Data excerpts »
┄┄┄┄┄┄┄┄┄┄

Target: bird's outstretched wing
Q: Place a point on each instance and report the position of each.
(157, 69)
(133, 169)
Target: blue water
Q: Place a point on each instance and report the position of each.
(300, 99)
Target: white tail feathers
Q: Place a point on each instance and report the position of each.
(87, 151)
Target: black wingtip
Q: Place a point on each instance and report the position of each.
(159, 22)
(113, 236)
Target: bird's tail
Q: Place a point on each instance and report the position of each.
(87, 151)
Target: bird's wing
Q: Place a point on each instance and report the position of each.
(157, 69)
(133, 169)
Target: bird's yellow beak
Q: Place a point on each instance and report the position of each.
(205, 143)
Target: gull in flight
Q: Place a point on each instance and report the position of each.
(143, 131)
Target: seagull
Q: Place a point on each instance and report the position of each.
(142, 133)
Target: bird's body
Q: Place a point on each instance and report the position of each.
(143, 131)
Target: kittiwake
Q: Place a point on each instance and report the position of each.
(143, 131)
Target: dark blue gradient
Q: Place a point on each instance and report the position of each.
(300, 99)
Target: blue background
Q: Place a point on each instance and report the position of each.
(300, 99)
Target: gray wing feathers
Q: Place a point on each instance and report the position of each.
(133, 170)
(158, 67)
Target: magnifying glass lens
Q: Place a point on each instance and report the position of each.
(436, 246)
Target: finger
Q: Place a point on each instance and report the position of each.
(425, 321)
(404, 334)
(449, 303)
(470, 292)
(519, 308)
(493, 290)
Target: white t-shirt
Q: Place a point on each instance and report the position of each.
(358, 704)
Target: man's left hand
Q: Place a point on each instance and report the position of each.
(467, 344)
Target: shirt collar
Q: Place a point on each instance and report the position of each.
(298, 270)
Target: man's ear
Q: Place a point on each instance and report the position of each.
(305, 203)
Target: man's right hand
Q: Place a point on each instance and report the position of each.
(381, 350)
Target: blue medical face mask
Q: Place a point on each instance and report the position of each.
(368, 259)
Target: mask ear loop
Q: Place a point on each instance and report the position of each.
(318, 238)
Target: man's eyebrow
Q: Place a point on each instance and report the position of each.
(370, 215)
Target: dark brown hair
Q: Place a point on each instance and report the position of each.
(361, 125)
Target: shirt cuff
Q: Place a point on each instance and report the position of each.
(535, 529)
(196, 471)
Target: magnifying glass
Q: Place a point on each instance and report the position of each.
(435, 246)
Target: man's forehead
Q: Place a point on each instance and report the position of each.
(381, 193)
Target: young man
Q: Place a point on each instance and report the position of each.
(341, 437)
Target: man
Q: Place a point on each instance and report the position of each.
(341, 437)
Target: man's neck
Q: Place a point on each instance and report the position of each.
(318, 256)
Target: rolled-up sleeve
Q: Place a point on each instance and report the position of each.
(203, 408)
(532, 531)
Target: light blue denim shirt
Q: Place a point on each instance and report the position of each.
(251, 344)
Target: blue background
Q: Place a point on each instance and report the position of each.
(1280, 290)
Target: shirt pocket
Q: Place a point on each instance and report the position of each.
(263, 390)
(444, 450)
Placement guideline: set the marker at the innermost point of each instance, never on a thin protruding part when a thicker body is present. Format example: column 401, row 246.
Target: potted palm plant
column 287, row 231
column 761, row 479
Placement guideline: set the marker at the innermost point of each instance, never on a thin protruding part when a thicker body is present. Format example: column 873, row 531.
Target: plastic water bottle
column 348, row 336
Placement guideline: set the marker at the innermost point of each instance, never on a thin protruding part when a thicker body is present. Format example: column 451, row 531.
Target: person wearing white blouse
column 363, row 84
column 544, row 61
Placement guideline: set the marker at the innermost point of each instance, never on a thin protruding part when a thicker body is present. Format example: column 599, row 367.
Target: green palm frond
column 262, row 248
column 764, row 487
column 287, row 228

┄┄┄┄┄┄┄┄┄┄

Return the material above in full, word for word.

Response »
Target: bird's outstretched wing
Q: Place a point on each instance and report the position of each.
(157, 69)
(133, 169)
Target: blue water
Q: Place a point on each instance and report the position of each.
(300, 99)
Target: white tail feathers
Q: Place a point on each instance and report the position of each.
(87, 151)
Target: black wingtip
Q: Place a point on each instance and report the position of each.
(159, 22)
(113, 236)
Target: bird's tail
Q: Place a point on each instance and report the position of each.
(87, 151)
Target: bird's wing
Q: Place a point on each instance and report the position of each.
(157, 69)
(133, 169)
Target: bird's yellow beak
Q: Place a point on each instance and report the position of each.
(205, 143)
Target: gull in flight
Q: Place a point on each instance and report the position of each.
(143, 131)
Target: seagull
Q: Place a point on each instance and report the position of each.
(142, 133)
Target: bird's body
Q: Place a point on each instance and report the position of each.
(143, 131)
Target: kittiwake
Q: Place a point on each instance and report the position of each.
(143, 131)
Target: dark blue gradient
Q: Place a point on each instance and report the position of each.
(300, 99)
Target: blue background
Q: Place a point on each instance and report the position of each.
(300, 99)
Target: gray wing feathers
Q: Place a point on each instance and report the position of each.
(133, 170)
(158, 67)
Target: magnifying glass lens
Q: Place a point on each instance and report the position of each.
(436, 246)
Target: finger
Q: Place a point on each instance and report the position of each.
(425, 321)
(404, 334)
(449, 303)
(470, 292)
(519, 308)
(493, 290)
Target: white t-shirt
Q: Place a point on each instance and report the position of each.
(358, 704)
Target: man's left hand
Q: Place a point on each instance and report the position of each.
(467, 344)
Target: shirt collar
Q: Place a point on each instance and report the position of each.
(298, 270)
Target: man's ear
Q: Place a point on each instance and report the position of each.
(305, 203)
Target: man's right hand
Q: Place a point on each instance and report the position of each.
(381, 350)
Target: blue medical face mask
Q: Place a point on each instance and report the position of each.
(368, 259)
Target: mask ear loop
Q: Place a point on each instance and report the position of each.
(318, 238)
Target: man's eyebrow
Q: Place a point on each instance and report the position of each.
(370, 215)
Target: dark brown hair
Q: Place a point on each instance and report the position of each.
(361, 125)
Target: shirt cuff
Q: Place a point on each instance and report the position of each.
(535, 529)
(196, 471)
Target: magnifying glass
Q: Place a point on each instance and report the position of each.
(435, 246)
Target: man's forehead
Q: Place a point on each instance and report the position of each.
(381, 193)
Target: young man
Q: Place a point on each instance and report the position of each.
(341, 437)
Target: man
Q: Place a point on each instance and report the position of each.
(341, 437)
Target: man's neck
Q: Place a point on each instance and report the position of each.
(318, 256)
Target: rolled-up sleeve
Q: Place a point on each instance and report the position of each.
(203, 408)
(532, 531)
Target: light blue denim shirt
Q: Place a point on each instance and report the position of each.
(251, 344)
Target: blue background
Q: Place a point on each instance and report the position of each.
(1280, 290)
Target: shirt pocket
Q: Place a point on each instance and report the position of each.
(263, 390)
(444, 450)
Placement guideline: set the marker at the innermost point of each instance, never on a thin protruding part when a thicker body is present. Format example: column 401, row 246.
Target: potted palm plant
column 287, row 231
column 761, row 479
Placement guideline: set the marker at the innermost point of each instance, never on a thin protruding part when a thicker body is present. Format example: column 873, row 531.
Target: plastic water bottle
column 348, row 336
Placement guideline: set the marker at the innermost point of each instance, never on a thin protruding part when a thicker body is present. Format example: column 451, row 531.
Target: person wearing white blouse
column 363, row 84
column 544, row 61
Placement guideline: set the marker at the innermost point of each instance, never on a thin protruding part when a thicker body is present. Format example: column 599, row 367.
Target: green palm frond
column 262, row 248
column 764, row 487
column 287, row 228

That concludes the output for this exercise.